本文:

--*--

双方の合意の下で新しい港町に作られたのが港崎遊郭だったのだ、ということですね。
現在横浜公園内にある彼我庭園には、港崎遊郭最大の妓楼(ぎろう、遊女のお店)だった”岩亀楼”の石灯籠が置かれていますが、在りし日の一帯には遊郭特有の華もあったようです。
ただし残念ながら港崎遊郭もまた、幕末の大火・豚屋火事によって消失してしまいます。悲惨だったのは、この港崎遊郭の一帯だけで400人以上の遊女が焼死してしまったということでしょう。
港崎遊郭がモデルとした吉原の遊郭では、遊女の逃亡防止のため、遊郭を取り囲むように”お歯黒どぶ”と呼ばれた堀が張り巡らされていたのですが、港崎遊郭周辺の古地図(Wikipediaより)を見ると、やはり吉原同様に周辺が堀で囲まれているのがわかります。
このことが悲惨な災害の原因になってしまった一面も、やはりあったのかもしれません。
ともあれ”日本大通り”同様、大火災からの普及に迫られることとなった港崎遊郭・跡地ですが、大火からの復興事業の一環として、明治9年(1876年)、日本人・外国人共用の”彼我公園”が作られました。
彼我公園の言う彼我とは”彼”=外国人と”我”=日本人の意で、そのネーミングには「外国人と日本人共用の公園」といった意味があります。
山手の居留地に居留民専用として作られた山手公園とは、対照的な開放感が特徴です。
彼我公園の利用者は当初外国人居留民に偏重していたようですが、ぼちぼち日本人側の利用も増えていき、明治42年(1909年)には”彼我公園”が”横浜公園”となりました。
クリケット競技場と日本初の国際試合
“彼”と”我”の共用の公園である彼我公園内には、居留民同士がスポーツ(クリケット、ラグビー、サッカー等々)を楽しむ場として、クリケット場が作られました。
英国発祥のクリケットは日本社会にはなじみの薄いスポーツですが、競技人口は世界二位、オーストラリア、インド、南アフリカ、西インド諸島などの英連邦諸国で主に親しまれているようです(参考:日本クリケット協会 “クリケットとは“)。
良く知られているのは野球との類似性で、しばしば「野球の原型がクリケットだ」などとも言われますが、クリケットの起源は13世紀にあるとのことで、同じイングランド発祥のサッカーやラグビーに比べても圧倒的に長い歴史を誇ります。
サッカーとラグビーは18世紀、野球(アメリカ発祥)は19世紀に起源があるといわれていますが、クリケットがアメリカに渡った時にそれがベースボールになったのだという捉え方も、競技自体の類似性の他、伝わった経路や時系列的にも的を射たものですね。

--*--

ポイント注釈データセットの記録:
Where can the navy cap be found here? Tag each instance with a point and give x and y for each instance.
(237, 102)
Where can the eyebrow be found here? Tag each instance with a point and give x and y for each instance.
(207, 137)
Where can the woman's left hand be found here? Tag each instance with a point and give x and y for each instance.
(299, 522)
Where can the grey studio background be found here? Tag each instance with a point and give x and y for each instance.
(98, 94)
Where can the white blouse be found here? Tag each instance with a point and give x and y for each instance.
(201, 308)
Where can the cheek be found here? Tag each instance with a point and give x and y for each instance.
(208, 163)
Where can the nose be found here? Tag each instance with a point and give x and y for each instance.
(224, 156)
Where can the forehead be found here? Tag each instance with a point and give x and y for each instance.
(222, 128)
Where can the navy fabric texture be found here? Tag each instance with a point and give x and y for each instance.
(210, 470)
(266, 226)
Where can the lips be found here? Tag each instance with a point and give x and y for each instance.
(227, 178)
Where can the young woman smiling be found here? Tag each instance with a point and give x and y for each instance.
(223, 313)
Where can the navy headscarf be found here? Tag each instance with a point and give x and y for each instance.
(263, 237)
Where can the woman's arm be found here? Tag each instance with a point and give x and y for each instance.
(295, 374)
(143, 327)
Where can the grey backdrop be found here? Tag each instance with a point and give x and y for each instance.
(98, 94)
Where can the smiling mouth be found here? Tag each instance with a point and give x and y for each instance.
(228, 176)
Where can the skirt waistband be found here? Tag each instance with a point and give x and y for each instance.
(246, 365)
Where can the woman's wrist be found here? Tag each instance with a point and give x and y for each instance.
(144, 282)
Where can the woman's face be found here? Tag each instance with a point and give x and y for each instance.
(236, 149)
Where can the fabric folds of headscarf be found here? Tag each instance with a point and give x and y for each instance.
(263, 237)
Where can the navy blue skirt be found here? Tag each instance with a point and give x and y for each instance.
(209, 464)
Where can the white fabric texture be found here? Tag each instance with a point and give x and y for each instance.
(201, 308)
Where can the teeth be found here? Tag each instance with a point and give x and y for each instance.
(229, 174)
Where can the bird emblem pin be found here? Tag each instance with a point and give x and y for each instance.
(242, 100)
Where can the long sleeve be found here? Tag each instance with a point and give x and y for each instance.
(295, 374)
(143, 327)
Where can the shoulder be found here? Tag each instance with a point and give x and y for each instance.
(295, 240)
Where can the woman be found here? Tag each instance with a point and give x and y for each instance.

--*--

作業内容: 横浜公園の歴史をめぐる文章を、最後の文の後から引き継いで書き進めてください。 データは横浜公園の歴史をめぐる文章とは無関係です。

回答:
クリケット場として造られたグラウンドでは様々なスポーツが楽しまれ、特に外国人居留民のスポーツクラブとして発足したYC&AC(YC&AC公式サイト “A HISTORY OF YOKOHAMA COUNTRY & ATHLETIC CLUB“)との間では、日本人学生との間でいくつかの記念すべき交流試合(日本初の国際試合)が行われました。
明治29年(1896年) | 旧制一高(現・東大教養学部)野球部 vs YC&AC |
明治34年(1901年) | 慶應義塾ラグビークラブ vs YC&AC |
当時の一高野球部は国内では無敵の強さを誇っていたようで、この時の試合でも29-4というスコアで圧勝しています。”日本代表チーム”としての一高野球部の試合開催及び勝利が一高生を熱狂させると同時に、日本チーム=一高野球部チーム勝利の報は、全国規模のニュースともなったようです(参考:東京大学広報誌『淡青』vol.19 一高野球部、大勝利の日)。
慶應義塾のラグビークラブは現在の体育会蹴球部の前身ですが、慶應では、ラグビー部は蹴球部、サッカー部はソッカー部が正式名称です(リンクは共に公式サイト)。残念ながら、慶應のラグビークラブは初対戦では5-35で敗北してしまい、7年後の対戦で、12-0のスコアでリベンジ=日本人チームの初勝利を勝ち取ったようです(慶應義塾公式サイト “日本ラグビーのルーツ“より)。
クリケット競技場から野球場へ
様々なドラマの舞台となった彼我公園内のクリケット競技場でしたが、1923年(大正12年)に発生した関東大震災後の復興事業の一環として大掛かりなグラウンドに整備され、公園内に体育館や音楽堂なども併設されます。
その結果、震災前の彼我公園というよりは、現在の横浜公園+横浜スタジアムに近い形の”横浜公園球場”となりました。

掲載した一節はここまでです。